EXERCISE REQUIREMENTS:
Copy out the rows below line for line, with nothing changed, but drop the pictures from your copy.
>> START EXCERPTED DATA
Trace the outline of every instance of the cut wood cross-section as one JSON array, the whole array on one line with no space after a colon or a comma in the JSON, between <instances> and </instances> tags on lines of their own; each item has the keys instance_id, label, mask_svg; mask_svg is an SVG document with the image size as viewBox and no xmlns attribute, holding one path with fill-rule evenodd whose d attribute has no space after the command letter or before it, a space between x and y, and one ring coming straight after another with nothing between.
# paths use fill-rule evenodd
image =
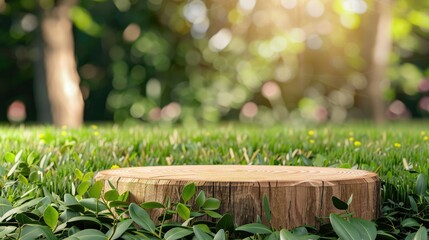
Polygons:
<instances>
[{"instance_id":1,"label":"cut wood cross-section","mask_svg":"<svg viewBox=\"0 0 429 240\"><path fill-rule=\"evenodd\" d=\"M221 200L220 213L231 213L237 224L253 223L257 216L267 221L264 194L269 199L273 227L318 226L317 217L338 212L332 196L344 201L353 194L350 210L356 217L375 219L380 208L380 180L375 173L341 168L294 166L196 165L156 166L105 170L105 190L109 180L119 192L130 192L130 201L164 203L180 200L188 183L207 197Z\"/></svg>"}]
</instances>

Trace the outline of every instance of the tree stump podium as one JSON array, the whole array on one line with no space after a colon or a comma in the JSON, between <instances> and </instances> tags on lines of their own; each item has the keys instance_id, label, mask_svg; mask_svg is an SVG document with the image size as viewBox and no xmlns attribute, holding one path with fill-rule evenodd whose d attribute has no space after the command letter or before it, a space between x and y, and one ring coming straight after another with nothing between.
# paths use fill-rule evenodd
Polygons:
<instances>
[{"instance_id":1,"label":"tree stump podium","mask_svg":"<svg viewBox=\"0 0 429 240\"><path fill-rule=\"evenodd\" d=\"M380 208L380 180L375 173L341 168L245 165L190 165L134 167L99 172L130 201L164 203L180 199L183 187L193 182L197 191L221 200L220 213L231 213L237 224L266 216L263 196L269 199L274 227L318 226L317 217L338 212L332 196L344 201L353 194L350 210L356 217L375 219ZM109 184L105 182L106 190Z\"/></svg>"}]
</instances>

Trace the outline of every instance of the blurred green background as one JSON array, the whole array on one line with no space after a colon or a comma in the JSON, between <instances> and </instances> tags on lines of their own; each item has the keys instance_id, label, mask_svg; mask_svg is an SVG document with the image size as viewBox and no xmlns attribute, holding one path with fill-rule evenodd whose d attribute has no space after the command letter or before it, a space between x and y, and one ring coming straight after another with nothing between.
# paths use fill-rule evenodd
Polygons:
<instances>
[{"instance_id":1,"label":"blurred green background","mask_svg":"<svg viewBox=\"0 0 429 240\"><path fill-rule=\"evenodd\" d=\"M0 0L0 121L37 122L37 29L54 0ZM389 5L387 5L389 3ZM386 48L372 40L383 4ZM85 121L344 122L429 114L429 2L84 0L70 11ZM383 50L384 49L384 50ZM372 93L374 95L374 93ZM16 106L15 106L16 107Z\"/></svg>"}]
</instances>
>> END EXCERPTED DATA
EXERCISE OUTPUT:
Trace the outline of every instance of the cut wood cross-section as one JSON array, the whole array on one line with no space after a colon or a comma in the JSON, between <instances> and </instances> tags on lines of their own; each item has the keys instance_id, label, mask_svg; mask_svg is an SVG document with the image size as viewBox and no xmlns attribute, holding one path with fill-rule evenodd whose d attribute has no space after the command letter or before it, a space between x and y, and one ring coming straight after another with nothing between.
# paths use fill-rule evenodd
image =
Polygons:
<instances>
[{"instance_id":1,"label":"cut wood cross-section","mask_svg":"<svg viewBox=\"0 0 429 240\"><path fill-rule=\"evenodd\" d=\"M221 200L220 213L231 213L237 224L253 223L257 216L267 221L264 194L269 199L273 227L318 226L317 217L338 212L332 196L344 201L353 194L350 210L356 217L375 219L380 208L380 180L375 173L341 168L294 166L196 165L156 166L105 170L105 190L109 180L119 192L130 192L130 201L164 203L180 200L188 183L207 197Z\"/></svg>"}]
</instances>

Trace the outline of every instance of the tree stump podium as one JSON array, the whole array on one line with no space after a colon or a comma in the JSON, between <instances> and </instances> tags on lines of their own; each item has the keys instance_id, label, mask_svg; mask_svg is an SVG document with the image size as viewBox and no xmlns attribute, holding one path with fill-rule evenodd whose d attribute has no space after the command letter or before it, a space between x and y, and one ring coming straight after another with nothing between.
# paths use fill-rule evenodd
Polygons:
<instances>
[{"instance_id":1,"label":"tree stump podium","mask_svg":"<svg viewBox=\"0 0 429 240\"><path fill-rule=\"evenodd\" d=\"M380 208L380 180L375 173L341 168L245 165L190 165L134 167L99 172L130 201L164 203L180 199L183 187L193 182L197 191L221 200L220 213L231 213L237 224L266 216L263 196L269 199L274 227L318 226L317 217L338 212L332 196L344 201L353 194L350 210L356 217L375 219ZM109 184L105 182L106 190Z\"/></svg>"}]
</instances>

Trace the outline of every instance of the blurred green background as one JSON array, the whole array on one line with no space after a colon or a comma in the JSON, between <instances> and </instances> tags on lines of their own; each item has the keys instance_id, label, mask_svg; mask_svg is an SVG document with the image size as viewBox and no xmlns attribute, holding one path with fill-rule evenodd whose d attribute has no space after the command letter or before it, a space between x and y, and one ring coming straight after another with nothing between.
# paths use fill-rule evenodd
Polygons:
<instances>
[{"instance_id":1,"label":"blurred green background","mask_svg":"<svg viewBox=\"0 0 429 240\"><path fill-rule=\"evenodd\" d=\"M0 0L0 121L37 122L37 29L54 0ZM389 5L387 5L389 3ZM386 48L372 40L383 4ZM85 121L344 122L429 114L429 2L84 0L70 11ZM383 50L384 49L384 50ZM372 93L374 95L374 93ZM16 106L15 106L16 107Z\"/></svg>"}]
</instances>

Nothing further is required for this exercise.